====== SOURCE RECORDS ======

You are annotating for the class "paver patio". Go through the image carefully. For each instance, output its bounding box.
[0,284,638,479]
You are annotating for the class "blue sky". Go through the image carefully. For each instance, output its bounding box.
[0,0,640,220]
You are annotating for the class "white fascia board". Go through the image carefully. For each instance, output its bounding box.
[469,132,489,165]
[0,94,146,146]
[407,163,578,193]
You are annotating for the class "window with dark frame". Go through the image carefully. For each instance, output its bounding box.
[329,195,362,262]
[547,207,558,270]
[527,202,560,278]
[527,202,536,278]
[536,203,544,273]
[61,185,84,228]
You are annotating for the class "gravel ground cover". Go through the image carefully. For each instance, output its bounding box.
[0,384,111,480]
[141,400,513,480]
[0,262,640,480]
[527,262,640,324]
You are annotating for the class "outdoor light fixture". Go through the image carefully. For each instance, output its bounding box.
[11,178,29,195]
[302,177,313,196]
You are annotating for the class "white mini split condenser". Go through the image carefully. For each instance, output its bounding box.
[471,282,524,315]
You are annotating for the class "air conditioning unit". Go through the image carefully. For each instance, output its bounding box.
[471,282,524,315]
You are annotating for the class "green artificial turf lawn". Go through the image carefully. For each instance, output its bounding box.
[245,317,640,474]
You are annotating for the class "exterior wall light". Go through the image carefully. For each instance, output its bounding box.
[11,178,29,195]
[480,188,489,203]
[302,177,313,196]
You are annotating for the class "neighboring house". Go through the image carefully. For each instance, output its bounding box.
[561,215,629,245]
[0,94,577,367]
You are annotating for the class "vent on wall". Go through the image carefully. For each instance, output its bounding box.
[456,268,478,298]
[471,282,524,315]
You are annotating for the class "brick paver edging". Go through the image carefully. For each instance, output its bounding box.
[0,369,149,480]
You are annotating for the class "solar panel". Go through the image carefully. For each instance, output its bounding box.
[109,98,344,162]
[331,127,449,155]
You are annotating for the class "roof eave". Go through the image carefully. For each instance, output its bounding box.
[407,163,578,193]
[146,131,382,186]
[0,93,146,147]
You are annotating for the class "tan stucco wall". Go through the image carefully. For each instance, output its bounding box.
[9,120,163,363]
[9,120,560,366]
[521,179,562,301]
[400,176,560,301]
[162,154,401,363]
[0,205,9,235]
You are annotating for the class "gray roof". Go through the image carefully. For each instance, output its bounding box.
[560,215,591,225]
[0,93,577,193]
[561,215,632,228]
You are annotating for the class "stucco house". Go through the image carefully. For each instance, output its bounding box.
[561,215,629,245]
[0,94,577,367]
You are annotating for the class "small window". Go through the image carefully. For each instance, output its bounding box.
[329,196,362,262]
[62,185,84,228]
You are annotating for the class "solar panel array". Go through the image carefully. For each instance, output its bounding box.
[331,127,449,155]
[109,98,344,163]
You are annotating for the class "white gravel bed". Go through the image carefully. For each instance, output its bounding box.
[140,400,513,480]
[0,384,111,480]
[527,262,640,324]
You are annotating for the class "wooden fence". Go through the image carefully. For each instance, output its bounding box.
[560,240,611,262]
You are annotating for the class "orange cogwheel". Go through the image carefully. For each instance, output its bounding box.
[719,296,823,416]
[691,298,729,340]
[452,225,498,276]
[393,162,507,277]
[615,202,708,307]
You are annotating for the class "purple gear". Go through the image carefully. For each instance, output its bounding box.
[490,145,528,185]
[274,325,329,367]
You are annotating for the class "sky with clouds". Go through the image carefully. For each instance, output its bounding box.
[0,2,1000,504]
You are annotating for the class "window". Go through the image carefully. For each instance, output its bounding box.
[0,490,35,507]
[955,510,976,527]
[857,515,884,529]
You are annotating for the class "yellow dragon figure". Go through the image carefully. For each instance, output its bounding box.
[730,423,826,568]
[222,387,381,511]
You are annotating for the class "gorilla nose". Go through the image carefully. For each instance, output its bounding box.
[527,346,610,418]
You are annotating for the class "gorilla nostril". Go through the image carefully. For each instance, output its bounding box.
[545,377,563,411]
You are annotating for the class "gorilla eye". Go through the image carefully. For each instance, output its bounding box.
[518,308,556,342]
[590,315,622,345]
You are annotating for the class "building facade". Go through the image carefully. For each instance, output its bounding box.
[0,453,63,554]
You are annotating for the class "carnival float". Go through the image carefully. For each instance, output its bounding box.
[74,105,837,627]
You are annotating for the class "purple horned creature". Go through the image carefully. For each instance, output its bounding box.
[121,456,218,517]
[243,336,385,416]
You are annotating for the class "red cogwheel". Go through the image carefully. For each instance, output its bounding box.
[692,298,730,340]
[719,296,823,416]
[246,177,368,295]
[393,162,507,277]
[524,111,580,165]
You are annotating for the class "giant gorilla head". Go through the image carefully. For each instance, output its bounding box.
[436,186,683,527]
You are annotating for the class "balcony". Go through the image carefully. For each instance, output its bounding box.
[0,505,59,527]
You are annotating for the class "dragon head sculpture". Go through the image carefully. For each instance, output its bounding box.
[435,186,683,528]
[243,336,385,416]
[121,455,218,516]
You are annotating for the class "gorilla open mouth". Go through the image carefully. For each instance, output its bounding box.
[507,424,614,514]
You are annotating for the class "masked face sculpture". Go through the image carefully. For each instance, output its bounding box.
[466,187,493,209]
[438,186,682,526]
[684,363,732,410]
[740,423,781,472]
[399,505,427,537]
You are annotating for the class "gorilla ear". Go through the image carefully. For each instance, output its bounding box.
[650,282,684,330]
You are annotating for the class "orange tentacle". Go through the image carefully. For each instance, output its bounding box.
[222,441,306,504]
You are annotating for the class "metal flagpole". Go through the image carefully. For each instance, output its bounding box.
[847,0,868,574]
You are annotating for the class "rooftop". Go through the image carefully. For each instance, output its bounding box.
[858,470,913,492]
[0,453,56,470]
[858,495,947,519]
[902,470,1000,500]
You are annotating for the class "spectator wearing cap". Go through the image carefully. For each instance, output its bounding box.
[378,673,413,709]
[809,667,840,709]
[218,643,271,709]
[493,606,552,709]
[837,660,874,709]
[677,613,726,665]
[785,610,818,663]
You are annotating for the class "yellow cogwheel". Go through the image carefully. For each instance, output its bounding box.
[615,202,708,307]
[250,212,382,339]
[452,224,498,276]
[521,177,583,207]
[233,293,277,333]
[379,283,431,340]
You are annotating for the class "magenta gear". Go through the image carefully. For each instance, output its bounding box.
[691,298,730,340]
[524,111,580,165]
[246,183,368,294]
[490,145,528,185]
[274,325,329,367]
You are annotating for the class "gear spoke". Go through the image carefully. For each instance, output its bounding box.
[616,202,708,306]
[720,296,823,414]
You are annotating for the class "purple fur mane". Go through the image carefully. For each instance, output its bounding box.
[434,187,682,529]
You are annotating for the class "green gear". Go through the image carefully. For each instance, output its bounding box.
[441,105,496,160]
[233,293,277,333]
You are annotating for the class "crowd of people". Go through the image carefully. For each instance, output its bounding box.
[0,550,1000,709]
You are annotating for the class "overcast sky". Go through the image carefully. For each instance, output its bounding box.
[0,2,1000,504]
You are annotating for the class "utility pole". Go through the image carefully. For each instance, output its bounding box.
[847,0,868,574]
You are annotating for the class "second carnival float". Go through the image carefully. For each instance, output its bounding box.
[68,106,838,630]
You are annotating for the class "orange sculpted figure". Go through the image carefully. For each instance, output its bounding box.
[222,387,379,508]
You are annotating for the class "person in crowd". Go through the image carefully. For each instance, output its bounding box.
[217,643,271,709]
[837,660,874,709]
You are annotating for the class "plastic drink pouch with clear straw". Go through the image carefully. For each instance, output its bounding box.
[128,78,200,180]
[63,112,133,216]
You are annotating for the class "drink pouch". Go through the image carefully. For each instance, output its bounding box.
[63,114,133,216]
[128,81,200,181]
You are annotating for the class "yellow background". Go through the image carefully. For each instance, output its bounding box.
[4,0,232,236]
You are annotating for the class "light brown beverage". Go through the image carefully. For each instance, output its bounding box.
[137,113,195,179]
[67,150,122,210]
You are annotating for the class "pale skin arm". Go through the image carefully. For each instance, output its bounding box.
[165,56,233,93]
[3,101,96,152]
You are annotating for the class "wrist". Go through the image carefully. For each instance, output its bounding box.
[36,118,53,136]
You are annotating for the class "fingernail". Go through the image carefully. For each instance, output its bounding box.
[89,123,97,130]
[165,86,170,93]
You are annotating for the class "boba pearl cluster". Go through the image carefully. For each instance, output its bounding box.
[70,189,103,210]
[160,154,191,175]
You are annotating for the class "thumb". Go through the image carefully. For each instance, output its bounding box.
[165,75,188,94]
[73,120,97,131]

======

**WHAT TO WORK ON:**
Display each line of the material above in which the word "head" appears.

**EXPECTED ANSWER:**
You are annotating for the class "giant gorilla head". Go through the image carefully. For each instance, output its bounding box.
You are annotating for the class "dragon head sculpture". Go through the image carefully. For each instance, output its bounding box.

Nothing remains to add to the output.